* EXERCISE AIM *
Repeat the data exactly, so that every line matches the original.

* Dataset entries *
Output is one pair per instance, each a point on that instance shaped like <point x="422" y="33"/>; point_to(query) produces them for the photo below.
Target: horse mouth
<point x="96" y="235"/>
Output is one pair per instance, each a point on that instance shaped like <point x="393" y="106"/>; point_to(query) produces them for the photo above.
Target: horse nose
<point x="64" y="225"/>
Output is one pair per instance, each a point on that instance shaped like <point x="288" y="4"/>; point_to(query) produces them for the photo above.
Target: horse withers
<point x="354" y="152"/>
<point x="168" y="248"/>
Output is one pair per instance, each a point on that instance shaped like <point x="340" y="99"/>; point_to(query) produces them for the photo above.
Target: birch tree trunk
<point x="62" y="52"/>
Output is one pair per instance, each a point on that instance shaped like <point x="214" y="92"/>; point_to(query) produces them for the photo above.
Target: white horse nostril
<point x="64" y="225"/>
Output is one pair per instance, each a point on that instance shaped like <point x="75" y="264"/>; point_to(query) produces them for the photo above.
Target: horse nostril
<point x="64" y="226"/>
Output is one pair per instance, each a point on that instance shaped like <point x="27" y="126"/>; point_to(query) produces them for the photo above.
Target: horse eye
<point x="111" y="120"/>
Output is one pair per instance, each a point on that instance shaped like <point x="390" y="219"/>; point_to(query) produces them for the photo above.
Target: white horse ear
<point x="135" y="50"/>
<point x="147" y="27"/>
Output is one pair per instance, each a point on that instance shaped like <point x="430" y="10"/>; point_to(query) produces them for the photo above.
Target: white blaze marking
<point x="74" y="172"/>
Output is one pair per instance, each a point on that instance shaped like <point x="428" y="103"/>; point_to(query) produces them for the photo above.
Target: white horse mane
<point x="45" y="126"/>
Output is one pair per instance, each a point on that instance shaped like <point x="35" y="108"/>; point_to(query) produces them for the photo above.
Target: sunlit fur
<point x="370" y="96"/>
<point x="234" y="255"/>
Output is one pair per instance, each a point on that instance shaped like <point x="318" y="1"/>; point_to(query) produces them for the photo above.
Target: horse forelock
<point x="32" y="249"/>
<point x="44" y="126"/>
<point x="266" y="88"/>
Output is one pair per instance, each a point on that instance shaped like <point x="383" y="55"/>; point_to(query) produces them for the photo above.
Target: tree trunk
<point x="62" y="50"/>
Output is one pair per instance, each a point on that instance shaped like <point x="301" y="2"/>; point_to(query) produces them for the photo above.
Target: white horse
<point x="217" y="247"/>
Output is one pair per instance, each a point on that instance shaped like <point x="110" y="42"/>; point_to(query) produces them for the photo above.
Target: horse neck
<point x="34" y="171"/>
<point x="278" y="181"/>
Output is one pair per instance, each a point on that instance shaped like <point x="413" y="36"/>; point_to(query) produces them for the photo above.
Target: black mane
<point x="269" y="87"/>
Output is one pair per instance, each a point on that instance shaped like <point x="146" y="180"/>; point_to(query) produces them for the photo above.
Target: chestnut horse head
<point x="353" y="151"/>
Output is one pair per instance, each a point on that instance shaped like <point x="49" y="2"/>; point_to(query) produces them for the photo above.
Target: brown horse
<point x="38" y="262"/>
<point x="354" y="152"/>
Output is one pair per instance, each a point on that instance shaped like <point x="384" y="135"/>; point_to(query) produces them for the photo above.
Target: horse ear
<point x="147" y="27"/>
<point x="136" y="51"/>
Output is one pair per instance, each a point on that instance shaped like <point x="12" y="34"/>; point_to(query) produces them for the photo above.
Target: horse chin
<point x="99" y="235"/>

* TASK RESPONSE *
Output is one pair per instance, each a point on that instance shaped like <point x="422" y="33"/>; point_to(query) produces them for the photo below.
Target: horse mouth
<point x="96" y="235"/>
Output is one pair per instance, each a point on that instance shaped like <point x="393" y="106"/>; point_to(query) produces them for the photo above.
Target: horse nose
<point x="64" y="225"/>
Output is one pair per instance, each a point on that instance shaped like <point x="288" y="4"/>; point_to(query) produces them for the photo above.
Target: horse withers
<point x="354" y="152"/>
<point x="168" y="248"/>
Output is one pair per instance, each a point on that instance shaped like <point x="340" y="99"/>; point_to(query) produces them for the photo above.
Target: birch tree trunk
<point x="62" y="52"/>
Output is one pair per instance, each a point on that instance shaped like <point x="214" y="92"/>; point_to(query) produces them for the photo above.
Target: white horse nostril
<point x="64" y="225"/>
Output is one pair per instance, each a point on that instance shaped like <point x="75" y="264"/>; point_to(query) produces them for the photo above.
Target: horse nostril
<point x="64" y="226"/>
Output is one pair per instance, each a point on that instance shaped like <point x="27" y="126"/>; point_to(query) produces them for the photo above.
Target: horse eye
<point x="111" y="120"/>
Output is one pair per instance, each a point on that instance shaped like <point x="390" y="219"/>; point_to(query) produces them for the photo above.
Target: white horse ear
<point x="135" y="50"/>
<point x="147" y="27"/>
Output is one pair per instance, each a point on that instance shaped like <point x="430" y="10"/>; point_to(query) produces them for the photo above.
Target: white blaze marking
<point x="74" y="172"/>
Output is one pair per instance, each a point on that instance shaped like <point x="428" y="103"/>; point_to(query) produces them for the photo above.
Target: white horse mane
<point x="45" y="126"/>
Output is one pair per instance, each a point on that instance shaped like <point x="35" y="108"/>; point_to(query) produces them for the photo above.
Target: sunlit fur
<point x="370" y="96"/>
<point x="234" y="255"/>
Output is one pair per instance, each a point on that instance shaped like <point x="318" y="1"/>; point_to(query) produces them for the photo above.
Target: horse forelock
<point x="32" y="249"/>
<point x="44" y="126"/>
<point x="266" y="88"/>
Output is one pair per instance, each a point on that instance shaped like <point x="383" y="55"/>; point_to(query) produces them for the photo above.
Target: tree trunk
<point x="62" y="50"/>
Output is one pair per instance, each a point on that instance shaped like <point x="301" y="2"/>; point_to(query) produces them for the photo above.
Target: white horse
<point x="217" y="247"/>
Output is one pair per instance, each a point on that instance shaped like <point x="110" y="42"/>; point_to(query) produces them for the photo above.
Target: horse neck
<point x="34" y="171"/>
<point x="278" y="181"/>
Output is one pair per instance, each a point on that instance shaped like <point x="413" y="36"/>; point_to(query) produces them for the photo above.
Target: black mane
<point x="269" y="87"/>
Output is one pair per instance, each a point on that instance shaped like <point x="146" y="180"/>; point_to(query) produces them for the photo above.
Target: chestnut horse head
<point x="353" y="151"/>
Output is one pair per instance, each a point on that instance shaped like <point x="49" y="2"/>; point_to(query) produces them for the photo above.
Target: brown horse
<point x="38" y="262"/>
<point x="354" y="152"/>
Output is one pair per instance, each a point on that instance shaped like <point x="384" y="135"/>; point_to(query) produces them for the photo above.
Target: horse ear
<point x="147" y="27"/>
<point x="136" y="51"/>
Output is one pair per instance, each a point on that instance shaped like <point x="12" y="34"/>; point_to(query) produces them for the photo above.
Target: horse chin
<point x="99" y="235"/>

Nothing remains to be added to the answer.